== Assignment ==
Each line of the entries that contains the word "yellow" adds one. Reply with the resulting number only.
++++++++
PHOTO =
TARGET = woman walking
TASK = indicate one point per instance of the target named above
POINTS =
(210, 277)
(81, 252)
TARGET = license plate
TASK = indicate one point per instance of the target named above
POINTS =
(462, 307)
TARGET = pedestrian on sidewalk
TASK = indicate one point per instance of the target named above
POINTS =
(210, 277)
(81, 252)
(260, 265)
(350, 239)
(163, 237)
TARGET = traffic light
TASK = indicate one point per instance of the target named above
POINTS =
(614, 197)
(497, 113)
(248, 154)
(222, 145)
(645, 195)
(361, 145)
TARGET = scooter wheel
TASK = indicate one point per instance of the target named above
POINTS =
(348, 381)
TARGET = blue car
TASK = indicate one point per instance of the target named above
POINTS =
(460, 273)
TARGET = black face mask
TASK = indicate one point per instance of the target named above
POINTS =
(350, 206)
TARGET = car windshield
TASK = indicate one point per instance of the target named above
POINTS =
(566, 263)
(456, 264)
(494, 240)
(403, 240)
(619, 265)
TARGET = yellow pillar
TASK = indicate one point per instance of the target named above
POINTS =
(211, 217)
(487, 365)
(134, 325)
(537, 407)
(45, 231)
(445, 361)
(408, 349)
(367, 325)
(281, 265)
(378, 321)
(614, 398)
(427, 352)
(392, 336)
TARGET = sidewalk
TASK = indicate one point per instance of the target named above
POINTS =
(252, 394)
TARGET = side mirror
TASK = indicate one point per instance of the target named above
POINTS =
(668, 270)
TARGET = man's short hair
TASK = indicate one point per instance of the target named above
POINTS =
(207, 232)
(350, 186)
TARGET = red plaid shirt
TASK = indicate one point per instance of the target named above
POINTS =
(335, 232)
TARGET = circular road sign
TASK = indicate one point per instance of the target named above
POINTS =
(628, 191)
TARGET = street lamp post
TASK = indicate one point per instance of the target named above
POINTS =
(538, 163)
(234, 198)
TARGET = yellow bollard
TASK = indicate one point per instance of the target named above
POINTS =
++++++++
== Written response ==
2